*WHAT TO DO*.
Reproduce the entire listing word for word.

*GIVEN RECORDS*.
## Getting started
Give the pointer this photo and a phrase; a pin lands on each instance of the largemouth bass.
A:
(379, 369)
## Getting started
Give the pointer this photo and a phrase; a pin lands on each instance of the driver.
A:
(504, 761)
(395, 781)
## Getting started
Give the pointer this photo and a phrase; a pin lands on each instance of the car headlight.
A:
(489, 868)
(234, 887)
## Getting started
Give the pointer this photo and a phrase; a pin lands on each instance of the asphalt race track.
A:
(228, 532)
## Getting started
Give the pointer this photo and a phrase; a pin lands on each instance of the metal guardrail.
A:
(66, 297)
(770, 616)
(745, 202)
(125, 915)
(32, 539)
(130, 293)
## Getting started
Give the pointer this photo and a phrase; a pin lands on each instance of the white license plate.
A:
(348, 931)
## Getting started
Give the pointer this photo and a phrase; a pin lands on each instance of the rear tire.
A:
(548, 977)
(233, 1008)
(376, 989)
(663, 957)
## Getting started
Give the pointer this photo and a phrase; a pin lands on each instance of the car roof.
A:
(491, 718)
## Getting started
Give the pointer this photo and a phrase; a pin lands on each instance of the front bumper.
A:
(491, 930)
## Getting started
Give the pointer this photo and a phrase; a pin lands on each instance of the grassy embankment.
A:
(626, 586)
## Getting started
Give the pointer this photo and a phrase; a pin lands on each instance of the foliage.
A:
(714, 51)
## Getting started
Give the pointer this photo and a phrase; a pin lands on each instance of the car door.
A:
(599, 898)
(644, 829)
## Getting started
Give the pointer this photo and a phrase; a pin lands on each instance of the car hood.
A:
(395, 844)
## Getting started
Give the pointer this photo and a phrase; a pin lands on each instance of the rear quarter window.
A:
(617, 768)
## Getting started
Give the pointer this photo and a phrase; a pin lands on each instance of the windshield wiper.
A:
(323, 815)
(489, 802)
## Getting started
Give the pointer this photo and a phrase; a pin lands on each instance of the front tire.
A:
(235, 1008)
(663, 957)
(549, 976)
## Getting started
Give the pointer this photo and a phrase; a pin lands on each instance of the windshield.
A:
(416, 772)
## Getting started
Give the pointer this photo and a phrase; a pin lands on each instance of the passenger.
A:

*REPLY TO THE TASK*.
## Getting started
Give the pointer this photo and a phrase; a pin lands on each instance of the largemouth bass.
A:
(379, 369)
## Getting started
Give the pointer this photo and a phrase; a pin lands on each instance of the driver.
A:
(504, 761)
(395, 781)
## Getting started
Give the pointer this photo and a phrase; a pin lands on each instance of the car headlight.
A:
(489, 868)
(234, 887)
## Getting started
Give the pointer this photo and a phrase; a pin lands on each instance of the asphalt race track.
A:
(228, 532)
## Getting started
Give the pointer this photo and a phrase; a pin lands on each instance of the metal guardrail.
A:
(66, 297)
(770, 616)
(745, 202)
(125, 915)
(32, 539)
(130, 293)
## Getting started
Give the pointer this photo and a phrase; a pin lands on each instance of the white license plate.
A:
(348, 931)
## Getting started
Give the pointer this photo and a phrase; a pin lands on each instance of the rear tire.
A:
(548, 977)
(233, 1008)
(376, 989)
(663, 957)
## Getting started
Give the pointer this photo and a phrase; a pin lands on each instance of the car roof.
A:
(491, 718)
## Getting started
Give the pointer this photo and a phrase; a pin lands on each instance of the front bumper.
A:
(491, 930)
## Getting started
Give the pointer this photo and a phrase; a pin lands on each instance of the grassy embankment.
A:
(626, 586)
## Getting started
Give the pointer this photo and a phrase; a pin lands on each instance of the foliage.
A:
(714, 51)
## Getting started
Give the pointer this photo and a phrase; a pin lands on each instance of the car door.
A:
(599, 898)
(644, 829)
## Getting started
Give the pointer this photo and a phrase; a pin lands on each instance of the car hood.
A:
(395, 844)
## Getting started
Give the pointer this photo and a phrase; a pin lands on each instance of the rear quarter window.
A:
(617, 768)
## Getting started
Give the pointer this photo and a phrase; a pin lands on each instance of the windshield wiper.
A:
(323, 815)
(489, 802)
## Getting started
Give the pointer this photo and a phrase; a pin lands on each instance of the front tire.
A:
(235, 1008)
(663, 957)
(549, 976)
## Getting started
Give the pointer this photo and a phrase; a pin lands on each instance of the windshield.
A:
(416, 772)
## Getting started
Give the pointer this photo and a phrase; a pin lands on each instance of the passenger.
A:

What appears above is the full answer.